- **Your objective**: Return the entries in full, exactly as written.

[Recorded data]
* * *

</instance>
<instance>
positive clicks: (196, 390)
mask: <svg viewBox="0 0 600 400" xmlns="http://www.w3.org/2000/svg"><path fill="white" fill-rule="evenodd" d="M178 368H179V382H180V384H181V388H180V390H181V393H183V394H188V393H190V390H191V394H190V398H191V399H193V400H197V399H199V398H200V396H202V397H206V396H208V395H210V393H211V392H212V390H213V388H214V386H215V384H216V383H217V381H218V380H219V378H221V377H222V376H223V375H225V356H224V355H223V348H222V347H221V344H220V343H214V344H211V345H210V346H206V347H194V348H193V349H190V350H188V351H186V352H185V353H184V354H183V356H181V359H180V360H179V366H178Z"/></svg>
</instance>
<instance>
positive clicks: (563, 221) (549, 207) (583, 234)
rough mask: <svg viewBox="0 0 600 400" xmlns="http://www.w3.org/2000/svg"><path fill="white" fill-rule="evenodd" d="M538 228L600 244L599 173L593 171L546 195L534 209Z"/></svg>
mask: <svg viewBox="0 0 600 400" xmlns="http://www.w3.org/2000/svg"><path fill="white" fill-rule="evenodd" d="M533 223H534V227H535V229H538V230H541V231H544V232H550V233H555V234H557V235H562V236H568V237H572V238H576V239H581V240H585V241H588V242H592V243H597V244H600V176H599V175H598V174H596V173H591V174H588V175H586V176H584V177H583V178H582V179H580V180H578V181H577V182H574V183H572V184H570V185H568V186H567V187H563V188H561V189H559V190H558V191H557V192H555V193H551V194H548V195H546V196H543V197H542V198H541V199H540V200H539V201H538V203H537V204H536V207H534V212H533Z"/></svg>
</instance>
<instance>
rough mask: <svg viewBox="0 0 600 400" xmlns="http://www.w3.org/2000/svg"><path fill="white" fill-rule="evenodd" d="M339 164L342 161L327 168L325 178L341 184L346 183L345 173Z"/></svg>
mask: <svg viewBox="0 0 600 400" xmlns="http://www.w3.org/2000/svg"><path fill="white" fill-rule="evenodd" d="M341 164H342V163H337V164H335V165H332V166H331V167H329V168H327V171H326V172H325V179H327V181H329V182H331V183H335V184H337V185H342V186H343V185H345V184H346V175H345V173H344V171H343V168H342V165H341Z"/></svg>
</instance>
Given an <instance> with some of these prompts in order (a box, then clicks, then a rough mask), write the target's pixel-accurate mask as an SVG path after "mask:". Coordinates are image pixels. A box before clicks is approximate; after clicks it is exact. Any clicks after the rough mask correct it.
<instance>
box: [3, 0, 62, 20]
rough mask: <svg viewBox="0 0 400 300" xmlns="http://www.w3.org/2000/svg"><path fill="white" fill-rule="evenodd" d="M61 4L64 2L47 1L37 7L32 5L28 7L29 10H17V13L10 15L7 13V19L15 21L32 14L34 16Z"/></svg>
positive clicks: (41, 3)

* * *

- **Answer box**:
</instance>
<instance>
positive clicks: (196, 390)
mask: <svg viewBox="0 0 600 400" xmlns="http://www.w3.org/2000/svg"><path fill="white" fill-rule="evenodd" d="M178 368H179V382H180V384H181V388H180V390H181V393H183V394H188V393H190V390H191V394H190V398H191V399H193V400H197V399H199V398H200V396H202V397H206V396H208V395H210V393H211V392H212V390H213V388H214V386H215V384H216V383H217V381H218V380H219V378H221V377H222V376H223V375H225V356H224V355H223V348H222V347H221V344H220V343H214V344H211V345H210V346H206V347H194V348H193V349H190V350H188V351H186V352H185V353H184V354H183V356H181V359H180V360H179V366H178Z"/></svg>
</instance>
<instance>
positive clicks: (563, 221) (549, 207) (583, 234)
rough mask: <svg viewBox="0 0 600 400" xmlns="http://www.w3.org/2000/svg"><path fill="white" fill-rule="evenodd" d="M538 228L600 244L599 173L593 171L546 195L534 209Z"/></svg>
mask: <svg viewBox="0 0 600 400" xmlns="http://www.w3.org/2000/svg"><path fill="white" fill-rule="evenodd" d="M533 223H534V227H535V229H538V230H541V231H544V232H550V233H555V234H557V235H562V236H568V237H572V238H576V239H581V240H585V241H588V242H592V243H597V244H600V176H599V175H598V174H596V173H591V174H588V175H586V176H584V177H583V178H582V179H580V180H578V181H577V182H574V183H572V184H570V185H568V186H567V187H563V188H561V189H559V190H558V191H557V192H555V193H551V194H548V195H546V196H543V197H542V198H541V199H540V200H539V201H538V203H537V204H536V207H534V212H533Z"/></svg>
</instance>
<instance>
rough mask: <svg viewBox="0 0 600 400" xmlns="http://www.w3.org/2000/svg"><path fill="white" fill-rule="evenodd" d="M339 164L342 161L327 168L325 178L341 184L346 183L345 173Z"/></svg>
mask: <svg viewBox="0 0 600 400" xmlns="http://www.w3.org/2000/svg"><path fill="white" fill-rule="evenodd" d="M341 164H342V163H337V164H335V165H332V166H331V167H329V168H327V171H326V172H325V179H327V181H329V182H331V183H335V184H337V185H342V186H343V185H345V184H346V175H345V173H344V171H343V168H342V165H341Z"/></svg>
</instance>
Given an <instance> with some of these prompts in order (a box, then clicks, then a rough mask), write the target's pixel-accurate mask as an SVG path after "mask:". Coordinates are image pixels. A box before clicks is approximate; after clicks it is exact. Any clicks after the rough mask correct it.
<instance>
box: [3, 0, 62, 20]
rough mask: <svg viewBox="0 0 400 300" xmlns="http://www.w3.org/2000/svg"><path fill="white" fill-rule="evenodd" d="M61 4L64 2L47 1L37 7L32 5L28 7L29 10H17V13L10 15L7 13V19L15 21L32 14L34 16Z"/></svg>
positive clicks: (41, 3)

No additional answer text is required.